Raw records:
[BEGIN]

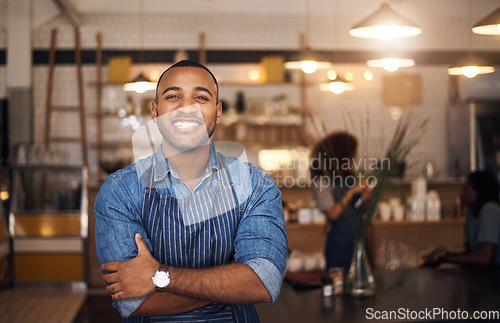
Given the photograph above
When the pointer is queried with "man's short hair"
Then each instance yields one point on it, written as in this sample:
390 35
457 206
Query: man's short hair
187 63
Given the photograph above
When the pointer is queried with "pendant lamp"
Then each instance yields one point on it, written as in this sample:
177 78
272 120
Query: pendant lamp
385 24
471 64
338 85
307 60
141 83
490 25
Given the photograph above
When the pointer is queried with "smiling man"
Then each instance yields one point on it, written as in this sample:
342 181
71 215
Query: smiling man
188 234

[END]

**Given exercise:** Output the material above as a Markdown table with the columns "No." and "Line," numbering each line in order and skipping blank lines. Leave any images out.

**Correct output:**
| No. | Line |
|---|---|
| 1 | Given the photograph above |
| 2 | When the pointer is queried with "man's short hair" |
| 3 | Then each instance yields one point on it, written as in this sample: |
| 4 | 390 35 |
| 5 | 457 206 |
| 6 | Query: man's short hair |
| 7 | 187 63 |
| 8 | Given the photograph above |
| 9 | When the pointer is queried with "pendant lamp" |
| 10 | Then each instance yields one point on it, written as in this sample: |
| 11 | 177 78 |
| 12 | 272 120 |
| 13 | Query: pendant lamp |
| 14 | 385 24 |
| 15 | 471 64 |
| 16 | 338 85 |
| 17 | 307 60 |
| 18 | 141 83 |
| 19 | 490 25 |
| 20 | Given the photograph above |
| 21 | When the pointer is queried with "smiling man" |
| 22 | Then each instance yields one point on it, written as in this sample: |
| 23 | 342 181 |
| 24 | 71 215 |
| 25 | Query: smiling man |
| 26 | 188 234 |